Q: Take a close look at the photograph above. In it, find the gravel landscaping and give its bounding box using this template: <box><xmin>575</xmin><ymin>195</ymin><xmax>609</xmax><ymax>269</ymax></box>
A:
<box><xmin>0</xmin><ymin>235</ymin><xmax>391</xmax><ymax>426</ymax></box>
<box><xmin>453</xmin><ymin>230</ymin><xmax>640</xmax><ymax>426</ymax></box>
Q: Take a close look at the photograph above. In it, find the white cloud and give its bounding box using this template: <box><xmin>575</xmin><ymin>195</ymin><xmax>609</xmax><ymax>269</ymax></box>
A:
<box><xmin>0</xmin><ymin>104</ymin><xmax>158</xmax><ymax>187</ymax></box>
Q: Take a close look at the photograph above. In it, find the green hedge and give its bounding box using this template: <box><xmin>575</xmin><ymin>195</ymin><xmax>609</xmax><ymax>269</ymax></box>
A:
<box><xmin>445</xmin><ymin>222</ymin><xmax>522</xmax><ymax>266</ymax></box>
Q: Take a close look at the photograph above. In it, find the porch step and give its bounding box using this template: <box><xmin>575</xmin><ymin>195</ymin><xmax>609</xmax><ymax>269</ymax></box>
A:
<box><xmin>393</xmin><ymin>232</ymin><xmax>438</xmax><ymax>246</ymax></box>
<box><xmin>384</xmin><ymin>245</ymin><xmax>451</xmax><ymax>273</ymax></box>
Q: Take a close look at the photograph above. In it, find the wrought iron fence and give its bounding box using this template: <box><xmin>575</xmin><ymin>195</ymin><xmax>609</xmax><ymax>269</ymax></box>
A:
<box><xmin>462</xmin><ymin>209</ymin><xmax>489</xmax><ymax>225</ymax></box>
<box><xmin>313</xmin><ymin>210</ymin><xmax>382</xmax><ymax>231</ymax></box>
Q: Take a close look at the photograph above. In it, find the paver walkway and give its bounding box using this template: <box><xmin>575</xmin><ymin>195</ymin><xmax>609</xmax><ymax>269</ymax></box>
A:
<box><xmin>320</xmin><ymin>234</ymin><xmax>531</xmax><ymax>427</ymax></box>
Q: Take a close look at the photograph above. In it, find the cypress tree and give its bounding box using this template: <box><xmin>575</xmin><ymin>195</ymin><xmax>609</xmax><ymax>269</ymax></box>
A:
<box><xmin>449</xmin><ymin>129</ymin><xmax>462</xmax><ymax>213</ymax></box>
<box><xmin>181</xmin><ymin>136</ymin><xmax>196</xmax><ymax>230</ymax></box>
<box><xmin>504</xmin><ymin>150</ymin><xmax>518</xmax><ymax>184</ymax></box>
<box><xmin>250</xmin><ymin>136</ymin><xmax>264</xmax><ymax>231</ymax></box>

============================================================

_Do this_
Please reproduce all of the data above word for word, with every line left unchanged.

_Expected output_
Q: Take a close look at the photograph above. In it, find the gravel landscaping and give its bounding box using this template: <box><xmin>575</xmin><ymin>195</ymin><xmax>609</xmax><ymax>269</ymax></box>
A:
<box><xmin>0</xmin><ymin>235</ymin><xmax>391</xmax><ymax>426</ymax></box>
<box><xmin>453</xmin><ymin>230</ymin><xmax>640</xmax><ymax>426</ymax></box>
Q: Take a close look at the photograph above. In it, find the white cloud and give its bounding box using this template: <box><xmin>575</xmin><ymin>195</ymin><xmax>609</xmax><ymax>269</ymax></box>
A:
<box><xmin>0</xmin><ymin>104</ymin><xmax>158</xmax><ymax>187</ymax></box>
Q: Take a close look at the photograph above. In it, find the green hedge and give its bounding box using this template: <box><xmin>575</xmin><ymin>195</ymin><xmax>609</xmax><ymax>269</ymax></box>
A:
<box><xmin>445</xmin><ymin>222</ymin><xmax>522</xmax><ymax>266</ymax></box>
Q: Take a close look at the photograph above. In it, find the porch step and give its bounding box using this template: <box><xmin>575</xmin><ymin>195</ymin><xmax>609</xmax><ymax>269</ymax></box>
A:
<box><xmin>393</xmin><ymin>232</ymin><xmax>438</xmax><ymax>246</ymax></box>
<box><xmin>384</xmin><ymin>245</ymin><xmax>451</xmax><ymax>273</ymax></box>
Q: Take a close look at the photograph above. In it, find the wrought iron fence and give its bounding box using this template: <box><xmin>575</xmin><ymin>195</ymin><xmax>609</xmax><ymax>269</ymax></box>
A:
<box><xmin>462</xmin><ymin>209</ymin><xmax>489</xmax><ymax>225</ymax></box>
<box><xmin>313</xmin><ymin>210</ymin><xmax>382</xmax><ymax>231</ymax></box>
Q: Take a close look at the photograph above. In it, find the paver walkway and give its bounding box using this template: <box><xmin>575</xmin><ymin>195</ymin><xmax>609</xmax><ymax>269</ymax></box>
A:
<box><xmin>320</xmin><ymin>234</ymin><xmax>531</xmax><ymax>427</ymax></box>
Q: Take a close look at the photograph above. In it, find the cypress tree and give its bounding box using this template: <box><xmin>575</xmin><ymin>195</ymin><xmax>609</xmax><ymax>269</ymax></box>
A:
<box><xmin>449</xmin><ymin>129</ymin><xmax>462</xmax><ymax>213</ymax></box>
<box><xmin>181</xmin><ymin>136</ymin><xmax>196</xmax><ymax>230</ymax></box>
<box><xmin>504</xmin><ymin>150</ymin><xmax>518</xmax><ymax>184</ymax></box>
<box><xmin>250</xmin><ymin>136</ymin><xmax>264</xmax><ymax>231</ymax></box>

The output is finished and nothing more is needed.